▶ **EXERCISE PASSAGE**
──────────────────────────────

A Year in the Life of Atlantic Salmon at Craig Brook National Fish Hatchery
Craig Brook National Fish Hatchery was established in 1889 to raise and stock juvenile Atlantic salmon for Maine waters. Craig Brook currently supports two Atlantic salmon programs.
As part of the restoration program for the Penobscot River, Craig Brook receives sea-run adult Atlantic salmon trapped from the Penobscot River for use as broodstock. These adults are spawned in the fall of every year and produce up to 3 million eggs. Approximately one million of these eggs are transferred to Green Lake National Fish Hatchery for Penobscot River smolt production. The rest of the eggs are raised at Craig Brook and released as fry.
Craig Brook supports the recovery of six Atlantic salmon populations within the Gulf of Maine Distinct Population Segment that were listed in 2000 as an endangered species. Juvenile Atlantic salmon are captured from the Dennys, East Machias, Machias, Narraguagus, Pleasant and Sheepscot rivers annually and brought to Craig Brook for captive rearing. These juveniles are reared at Craig Brook to sexual maturity and spawned to produce fry that are stocked back into the same river the parents were captured in.
An important component of both programs at Craig Brook is the genetic screening of broodstock. All broodstock, both Penobscot sea-run adults and DPS juveniles, are genetically characterized through DNA analysis to ensure that no undesirable genes are inadvertently introduced into the broodstock population.

──────────────────────────────

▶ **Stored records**

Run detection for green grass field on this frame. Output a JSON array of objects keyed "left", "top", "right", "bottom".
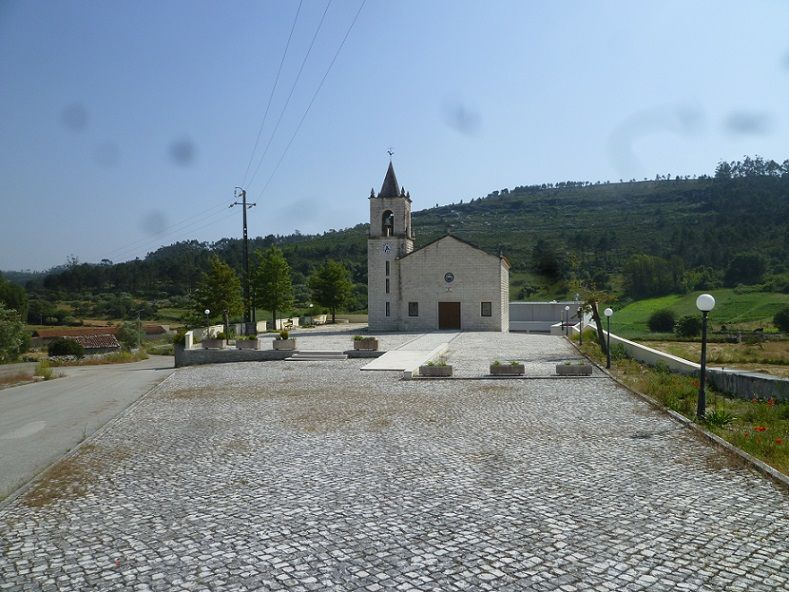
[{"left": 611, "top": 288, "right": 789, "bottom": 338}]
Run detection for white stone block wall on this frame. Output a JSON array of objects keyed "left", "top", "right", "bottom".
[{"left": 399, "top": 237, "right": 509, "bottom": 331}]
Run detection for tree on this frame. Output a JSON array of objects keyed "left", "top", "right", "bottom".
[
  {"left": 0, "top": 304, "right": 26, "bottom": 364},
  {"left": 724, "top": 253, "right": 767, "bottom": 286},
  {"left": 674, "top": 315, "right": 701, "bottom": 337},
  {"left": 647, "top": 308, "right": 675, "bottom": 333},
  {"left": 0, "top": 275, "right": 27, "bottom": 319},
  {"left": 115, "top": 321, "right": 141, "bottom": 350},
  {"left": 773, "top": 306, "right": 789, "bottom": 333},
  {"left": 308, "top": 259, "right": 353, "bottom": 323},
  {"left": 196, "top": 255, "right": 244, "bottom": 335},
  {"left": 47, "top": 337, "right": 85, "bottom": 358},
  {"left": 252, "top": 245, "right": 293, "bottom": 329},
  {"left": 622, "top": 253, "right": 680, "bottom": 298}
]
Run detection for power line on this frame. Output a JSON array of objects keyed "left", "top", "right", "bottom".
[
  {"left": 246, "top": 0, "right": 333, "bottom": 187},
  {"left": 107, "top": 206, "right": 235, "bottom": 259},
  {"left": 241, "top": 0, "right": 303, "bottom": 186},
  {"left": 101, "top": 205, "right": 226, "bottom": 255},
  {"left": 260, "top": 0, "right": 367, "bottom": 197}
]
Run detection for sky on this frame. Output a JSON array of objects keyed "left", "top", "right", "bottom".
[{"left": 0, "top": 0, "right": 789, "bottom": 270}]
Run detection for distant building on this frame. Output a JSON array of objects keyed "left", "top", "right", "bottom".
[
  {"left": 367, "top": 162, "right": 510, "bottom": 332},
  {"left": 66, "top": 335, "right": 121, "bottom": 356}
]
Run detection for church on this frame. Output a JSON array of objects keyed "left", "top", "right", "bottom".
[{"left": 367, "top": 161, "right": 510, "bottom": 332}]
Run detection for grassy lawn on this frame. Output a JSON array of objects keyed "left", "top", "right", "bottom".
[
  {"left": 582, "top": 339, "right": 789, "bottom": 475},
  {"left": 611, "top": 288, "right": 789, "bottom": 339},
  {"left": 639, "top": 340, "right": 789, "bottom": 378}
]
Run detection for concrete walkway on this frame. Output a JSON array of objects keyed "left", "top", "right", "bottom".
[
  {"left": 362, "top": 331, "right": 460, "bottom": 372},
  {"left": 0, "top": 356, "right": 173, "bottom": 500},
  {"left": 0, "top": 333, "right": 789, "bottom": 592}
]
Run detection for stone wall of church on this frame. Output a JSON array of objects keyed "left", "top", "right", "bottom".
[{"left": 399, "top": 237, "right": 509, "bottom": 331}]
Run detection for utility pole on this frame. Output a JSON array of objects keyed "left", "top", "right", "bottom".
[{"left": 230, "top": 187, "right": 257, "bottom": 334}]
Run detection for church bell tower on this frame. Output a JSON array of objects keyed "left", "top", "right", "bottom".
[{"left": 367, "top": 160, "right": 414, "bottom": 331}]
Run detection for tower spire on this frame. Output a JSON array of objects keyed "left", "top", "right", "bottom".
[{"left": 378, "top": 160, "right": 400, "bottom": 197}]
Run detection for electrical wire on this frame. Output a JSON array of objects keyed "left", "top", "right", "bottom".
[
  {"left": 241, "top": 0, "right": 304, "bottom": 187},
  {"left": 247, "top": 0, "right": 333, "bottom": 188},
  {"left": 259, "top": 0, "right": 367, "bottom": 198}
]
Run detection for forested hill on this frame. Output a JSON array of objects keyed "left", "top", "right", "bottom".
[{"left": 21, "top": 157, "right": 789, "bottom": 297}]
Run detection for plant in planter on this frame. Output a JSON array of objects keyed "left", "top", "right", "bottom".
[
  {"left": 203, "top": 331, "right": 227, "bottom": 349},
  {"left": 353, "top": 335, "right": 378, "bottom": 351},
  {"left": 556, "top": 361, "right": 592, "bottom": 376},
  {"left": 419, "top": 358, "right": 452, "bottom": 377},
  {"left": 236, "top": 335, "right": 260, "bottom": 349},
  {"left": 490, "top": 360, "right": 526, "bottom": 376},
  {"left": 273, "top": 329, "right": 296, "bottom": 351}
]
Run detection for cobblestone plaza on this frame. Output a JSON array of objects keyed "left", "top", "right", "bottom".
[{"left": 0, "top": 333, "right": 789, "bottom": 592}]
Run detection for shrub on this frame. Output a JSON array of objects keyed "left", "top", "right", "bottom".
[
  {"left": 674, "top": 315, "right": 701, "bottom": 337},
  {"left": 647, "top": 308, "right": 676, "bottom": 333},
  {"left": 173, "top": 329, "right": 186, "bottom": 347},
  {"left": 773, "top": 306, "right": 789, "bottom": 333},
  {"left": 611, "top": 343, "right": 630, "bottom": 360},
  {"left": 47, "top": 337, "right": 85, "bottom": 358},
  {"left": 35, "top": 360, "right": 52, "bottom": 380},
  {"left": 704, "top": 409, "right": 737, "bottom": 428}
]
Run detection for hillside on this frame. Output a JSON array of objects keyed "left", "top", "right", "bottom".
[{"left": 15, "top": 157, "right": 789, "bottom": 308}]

──────────────────────────────

▶ **PROBLEM TO WORK ON**
Copy the salmon hatchery passage, starting at "Craig Brook supports" and ending after "were captured in.". In the copy, rename "captive rearing" to "hatchery rearing".

▶ **SOLVED EXERCISE**
Craig Brook supports the recovery of six Atlantic salmon populations within the Gulf of Maine Distinct Population Segment that were listed in 2000 as an endangered species. Juvenile Atlantic salmon are captured from the Dennys, East Machias, Machias, Narraguagus, Pleasant and Sheepscot rivers annually and brought to Craig Brook for hatchery rearing. These juveniles are reared at Craig Brook to sexual maturity and spawned to produce fry that are stocked back into the same river the parents were captured in.